## Data under study
□ □ □ □ □ □ □

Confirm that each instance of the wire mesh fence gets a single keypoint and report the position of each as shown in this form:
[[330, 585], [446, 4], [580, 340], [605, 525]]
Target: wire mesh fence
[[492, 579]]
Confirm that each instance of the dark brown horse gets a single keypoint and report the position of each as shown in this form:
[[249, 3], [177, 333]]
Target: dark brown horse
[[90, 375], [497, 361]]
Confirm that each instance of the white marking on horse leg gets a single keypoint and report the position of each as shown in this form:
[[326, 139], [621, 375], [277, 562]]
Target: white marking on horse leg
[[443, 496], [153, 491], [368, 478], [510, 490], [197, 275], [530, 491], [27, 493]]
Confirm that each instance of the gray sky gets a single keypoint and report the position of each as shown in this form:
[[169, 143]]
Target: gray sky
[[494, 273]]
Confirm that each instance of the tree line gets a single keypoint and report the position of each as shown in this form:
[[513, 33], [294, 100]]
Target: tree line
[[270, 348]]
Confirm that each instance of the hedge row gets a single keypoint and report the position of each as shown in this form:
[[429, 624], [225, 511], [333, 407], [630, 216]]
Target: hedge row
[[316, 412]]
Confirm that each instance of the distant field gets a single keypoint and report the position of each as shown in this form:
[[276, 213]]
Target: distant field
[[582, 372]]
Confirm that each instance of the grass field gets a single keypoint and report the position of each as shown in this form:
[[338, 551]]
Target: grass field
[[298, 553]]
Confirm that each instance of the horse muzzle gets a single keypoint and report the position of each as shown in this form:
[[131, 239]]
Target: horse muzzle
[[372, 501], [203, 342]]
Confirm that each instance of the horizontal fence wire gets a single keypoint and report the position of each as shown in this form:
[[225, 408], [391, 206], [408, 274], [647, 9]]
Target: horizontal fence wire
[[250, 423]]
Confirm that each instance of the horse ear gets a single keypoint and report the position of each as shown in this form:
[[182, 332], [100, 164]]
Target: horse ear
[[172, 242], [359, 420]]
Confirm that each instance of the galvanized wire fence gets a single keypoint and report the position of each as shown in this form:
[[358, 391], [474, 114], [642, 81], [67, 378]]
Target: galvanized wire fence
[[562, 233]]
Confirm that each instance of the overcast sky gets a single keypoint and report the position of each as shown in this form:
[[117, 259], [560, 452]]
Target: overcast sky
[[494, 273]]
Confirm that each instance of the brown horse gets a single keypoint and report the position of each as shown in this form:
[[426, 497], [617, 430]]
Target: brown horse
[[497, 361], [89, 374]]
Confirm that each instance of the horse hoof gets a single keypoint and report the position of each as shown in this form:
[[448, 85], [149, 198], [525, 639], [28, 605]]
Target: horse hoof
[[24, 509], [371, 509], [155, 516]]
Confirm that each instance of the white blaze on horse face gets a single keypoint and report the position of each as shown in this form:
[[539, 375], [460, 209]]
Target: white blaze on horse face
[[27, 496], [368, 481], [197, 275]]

□ □ □ □ □ □ □

## Problem description
Repeat the listing above exactly, keeping every word as it stands.

## Finished task
Confirm that each instance of the wire mesh fence gets a single keypoint and report the position of each as shown in this form:
[[330, 585], [446, 4], [580, 340], [605, 525]]
Target: wire mesh fence
[[492, 579]]
Confirm that each instance of the dark brown horse gets a single keypoint and report the position of each as shown in this form:
[[249, 3], [177, 333]]
Target: dark brown horse
[[90, 375], [497, 361]]
Confirm that each instance of the white marking on horse leg gets a single keypoint and report the position of each as shown in this form:
[[326, 139], [621, 375], [277, 562]]
Target: white marking on horse leg
[[443, 496], [153, 491], [368, 478], [510, 490], [197, 275], [530, 491], [27, 493]]
Confirm that each instance of the gray sky gets a single keypoint and report the position of each as shown in this form:
[[169, 143]]
Target: gray sky
[[494, 273]]
Confirm that each instance of the tree line gets a single keypoint and report the position of each as shown in this form:
[[513, 33], [294, 100]]
Target: tree line
[[270, 348]]
Confirm that each instance of the hedge row gets a single keypoint and report the position of each as shown in this form:
[[429, 624], [225, 511], [333, 407], [630, 216]]
Target: hedge row
[[316, 412]]
Confirm that each instance of the distant field gets a single keypoint and report the position of each as shown in this form:
[[276, 213]]
Target: distant field
[[582, 372]]
Confirm that each instance of the grass field gets a single keypoint and report the position of each as shown in this form:
[[338, 551]]
Target: grass field
[[298, 553]]
Confirm that each instance of the horse muzzle gets a single keypoint and report the position of each as shown in this form:
[[131, 239]]
Target: horse muzzle
[[372, 501], [203, 342]]
Confirm that each instance of the horizontal fence wire gets a single keypoint and report the position of each as shown in this form:
[[225, 408], [391, 206], [408, 274], [647, 9]]
Target: horizontal fence wire
[[250, 423]]
Confirm that each instance of the horse ear gets a single keypoint and report the position of each as shown in this form:
[[182, 332], [100, 164]]
Target: horse ear
[[172, 242], [359, 420]]
Confirm that each instance of the galvanized wire fence gets a single keypoint and report the position of each as shown in this form:
[[358, 391], [474, 114], [642, 81], [67, 378]]
Target: galvanized wire fence
[[562, 233]]
Confirm that each instance of the overcast sky gets a single keypoint and report the position of each as shown in this form:
[[117, 259], [560, 452]]
Target: overcast sky
[[494, 273]]
Confirm that each instance of the brown horse gets a single keypoint and report the position of each as shown in this form:
[[426, 497], [617, 430]]
Target: brown horse
[[497, 361], [89, 374]]
Confirm that each instance of the horse hoof gets a single keypoint and report the position of each as shown in this form:
[[448, 85], [149, 198], [525, 639], [28, 605]]
Target: horse hoof
[[24, 509], [371, 509], [155, 516]]
Confirm that each instance of the white blaze on horse face gets a single keypoint and report the position of each as shown in this form:
[[539, 375], [460, 209]]
Target: white blaze on horse face
[[27, 496], [368, 481], [197, 275]]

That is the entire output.